■ Trecho citado
####
Meu primeiro contato com as letras e números se deu antes de ingressar no jardim de infância, quando me reunia com minha irmã, meus primos e vizinhos e brincávamos de “escolinha”. Foi assim que conheci e aprendi as primeiras letras do alfabeto e números. Contudo, ainda não sabia ler nem escrever palavras. Em relação aos números, estes me foram apresentados principalmente pelo meu pai que, ao regressar para casa após as safras de cana de açúcar, sempre trazia moedas e me ensinava a contá-las, de modo que à medida que eu acertava, ele me concedia as moedas. Assim, aprendi a contar os números, somar e subtrair dinheiro, sendo este um exercício do qual eu sempre gostei e tive muita facilidade em aprender.

Ao ingressar na “pré-escola” (jardim de infância), eu já conhecia as letras e números. Todavia, foi lá onde aprendi a desvendar o mundo das palavras, onde aprendi a formar sílabas e palavras, escrevê-las e lê-las. Recordo-me que no pré-escolar eu já conseguia “tirar do quadro” as lições ensinadas pela professora que, diariamente, nos instruía a escrever um mesmo trecho com a única alternância da data do dia. Nesta altura eu já sabia ler e escrever palavras; e também sabia contar dinheiro e não apresentava dificuldades com os números.
####
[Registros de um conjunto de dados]
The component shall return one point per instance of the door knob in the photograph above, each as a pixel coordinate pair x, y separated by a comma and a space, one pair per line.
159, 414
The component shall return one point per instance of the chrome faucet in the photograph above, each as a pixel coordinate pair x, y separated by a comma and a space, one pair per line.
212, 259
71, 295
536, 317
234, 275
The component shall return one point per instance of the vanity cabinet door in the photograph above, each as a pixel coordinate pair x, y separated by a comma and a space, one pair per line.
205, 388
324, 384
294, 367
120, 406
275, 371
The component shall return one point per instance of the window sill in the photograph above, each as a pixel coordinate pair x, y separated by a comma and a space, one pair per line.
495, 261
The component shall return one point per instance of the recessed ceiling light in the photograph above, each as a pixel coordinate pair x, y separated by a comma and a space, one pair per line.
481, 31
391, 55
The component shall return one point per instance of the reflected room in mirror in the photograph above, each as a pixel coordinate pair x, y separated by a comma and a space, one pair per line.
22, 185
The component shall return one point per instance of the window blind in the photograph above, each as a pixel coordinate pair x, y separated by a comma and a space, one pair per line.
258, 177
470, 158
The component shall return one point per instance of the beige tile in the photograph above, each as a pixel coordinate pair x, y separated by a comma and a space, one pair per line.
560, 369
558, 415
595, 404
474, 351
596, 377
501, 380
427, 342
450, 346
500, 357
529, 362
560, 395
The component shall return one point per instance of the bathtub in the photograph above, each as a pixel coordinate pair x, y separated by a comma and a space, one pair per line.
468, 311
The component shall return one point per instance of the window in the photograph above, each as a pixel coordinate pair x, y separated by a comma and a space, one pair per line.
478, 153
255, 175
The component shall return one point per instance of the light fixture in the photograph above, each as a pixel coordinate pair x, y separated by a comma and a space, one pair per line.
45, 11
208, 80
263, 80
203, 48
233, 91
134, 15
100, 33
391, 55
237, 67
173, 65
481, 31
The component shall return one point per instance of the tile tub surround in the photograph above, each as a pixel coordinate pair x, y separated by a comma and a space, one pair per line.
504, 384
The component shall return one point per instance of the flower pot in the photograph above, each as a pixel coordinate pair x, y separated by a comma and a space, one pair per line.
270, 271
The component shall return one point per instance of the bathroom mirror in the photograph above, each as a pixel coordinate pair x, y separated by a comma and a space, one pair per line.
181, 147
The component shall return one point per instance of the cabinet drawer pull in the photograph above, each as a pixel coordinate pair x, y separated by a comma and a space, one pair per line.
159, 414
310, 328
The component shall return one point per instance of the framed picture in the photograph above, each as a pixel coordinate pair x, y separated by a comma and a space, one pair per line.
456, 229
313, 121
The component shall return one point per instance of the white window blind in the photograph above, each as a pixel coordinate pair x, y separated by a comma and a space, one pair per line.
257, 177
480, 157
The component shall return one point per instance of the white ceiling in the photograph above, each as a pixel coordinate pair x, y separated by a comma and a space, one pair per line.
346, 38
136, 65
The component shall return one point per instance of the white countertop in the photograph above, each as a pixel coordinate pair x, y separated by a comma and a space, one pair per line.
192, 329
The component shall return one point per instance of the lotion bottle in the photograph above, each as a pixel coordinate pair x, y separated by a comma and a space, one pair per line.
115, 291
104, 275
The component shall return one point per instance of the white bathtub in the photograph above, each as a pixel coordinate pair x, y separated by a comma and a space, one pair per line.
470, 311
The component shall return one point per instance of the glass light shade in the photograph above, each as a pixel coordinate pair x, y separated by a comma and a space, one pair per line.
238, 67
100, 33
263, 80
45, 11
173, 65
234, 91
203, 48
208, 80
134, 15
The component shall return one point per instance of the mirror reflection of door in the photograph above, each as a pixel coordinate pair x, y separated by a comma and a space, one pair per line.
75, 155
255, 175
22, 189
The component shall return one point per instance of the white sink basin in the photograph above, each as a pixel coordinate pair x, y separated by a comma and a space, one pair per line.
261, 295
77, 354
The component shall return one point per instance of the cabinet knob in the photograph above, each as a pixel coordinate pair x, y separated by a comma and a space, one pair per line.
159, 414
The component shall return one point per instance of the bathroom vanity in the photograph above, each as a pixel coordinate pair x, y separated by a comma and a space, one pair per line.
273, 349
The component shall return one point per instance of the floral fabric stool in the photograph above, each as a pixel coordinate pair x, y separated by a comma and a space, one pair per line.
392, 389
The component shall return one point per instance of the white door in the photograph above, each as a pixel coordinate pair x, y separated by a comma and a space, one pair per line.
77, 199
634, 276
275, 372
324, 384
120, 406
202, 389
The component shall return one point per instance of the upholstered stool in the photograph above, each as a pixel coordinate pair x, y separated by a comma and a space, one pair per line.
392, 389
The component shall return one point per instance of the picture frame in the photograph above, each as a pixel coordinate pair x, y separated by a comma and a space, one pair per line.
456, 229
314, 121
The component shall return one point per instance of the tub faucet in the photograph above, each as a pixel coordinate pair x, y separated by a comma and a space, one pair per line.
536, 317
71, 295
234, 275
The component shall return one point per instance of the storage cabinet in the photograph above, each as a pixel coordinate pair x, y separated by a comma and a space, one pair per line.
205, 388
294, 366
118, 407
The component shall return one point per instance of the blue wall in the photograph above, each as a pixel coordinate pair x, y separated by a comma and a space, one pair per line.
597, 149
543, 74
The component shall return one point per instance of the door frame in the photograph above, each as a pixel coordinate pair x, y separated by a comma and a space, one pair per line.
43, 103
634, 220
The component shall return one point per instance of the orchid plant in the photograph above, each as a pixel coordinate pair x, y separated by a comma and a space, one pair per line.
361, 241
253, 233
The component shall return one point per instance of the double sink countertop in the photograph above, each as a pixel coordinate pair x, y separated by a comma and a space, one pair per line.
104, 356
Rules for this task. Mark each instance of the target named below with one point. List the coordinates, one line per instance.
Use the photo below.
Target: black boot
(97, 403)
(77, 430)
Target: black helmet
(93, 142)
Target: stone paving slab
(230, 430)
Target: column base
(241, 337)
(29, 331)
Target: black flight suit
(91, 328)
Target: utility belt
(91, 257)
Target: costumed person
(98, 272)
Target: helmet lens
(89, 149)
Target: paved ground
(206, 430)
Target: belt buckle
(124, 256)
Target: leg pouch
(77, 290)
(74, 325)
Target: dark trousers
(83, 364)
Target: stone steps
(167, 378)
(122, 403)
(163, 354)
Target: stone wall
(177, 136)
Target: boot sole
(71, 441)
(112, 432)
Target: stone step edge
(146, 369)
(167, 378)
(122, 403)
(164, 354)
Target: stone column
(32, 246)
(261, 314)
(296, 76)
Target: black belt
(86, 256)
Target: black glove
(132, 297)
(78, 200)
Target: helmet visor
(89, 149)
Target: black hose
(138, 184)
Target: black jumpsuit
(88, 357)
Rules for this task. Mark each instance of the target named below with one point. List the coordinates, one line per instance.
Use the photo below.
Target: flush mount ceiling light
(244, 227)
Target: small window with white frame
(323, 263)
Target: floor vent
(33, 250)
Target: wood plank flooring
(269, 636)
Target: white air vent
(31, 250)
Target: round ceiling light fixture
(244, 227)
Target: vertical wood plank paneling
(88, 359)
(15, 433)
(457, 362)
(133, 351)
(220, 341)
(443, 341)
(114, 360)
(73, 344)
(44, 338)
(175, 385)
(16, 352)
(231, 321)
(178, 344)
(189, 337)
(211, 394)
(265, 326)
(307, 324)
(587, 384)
####
■ Tarefa A
Transcreva do relato sobre a alfabetização tudo o que vai desde "Meu primeiro contato" até "facilidade em aprender.".
■ Tarefa B
Reescreva de forma mais curta o parágrafo do relato sobre a alfabetização que começa com "Ao ingressar na “pré-escola”", mantendo os fatos principais.

■ Resposta do exercício A
Meu primeiro contato com as letras e números se deu antes de ingressar no jardim de infância, quando me reunia com minha irmã, meus primos e vizinhos e brincávamos de “escolinha”. Foi assim que conheci e aprendi as primeiras letras do alfabeto e números. Contudo, ainda não sabia ler nem escrever palavras. Em relação aos números, estes me foram apresentados principalmente pelo meu pai que, ao regressar para casa após as safras de cana de açúcar, sempre trazia moedas e me ensinava a contá-las, de modo que à medida que eu acertava, ele me concedia as moedas. Assim, aprendi a contar os números, somar e subtrair dinheiro, sendo este um exercício do qual eu sempre gostei e tive muita facilidade em aprender.

■ Resposta do exercício B
Ao entrar na pré-escola (jardim de infância), eu já conhecia letras e números, mas foi lá que aprendi a formar, escrever e ler sílabas e palavras. Já copiava do quadro as lições da professora, que todo dia mandava escrever o mesmo trecho, mudando apenas a data. Nessa época, eu já lia e escrevia palavras, sabia contar dinheiro e não tinha dificuldade com números.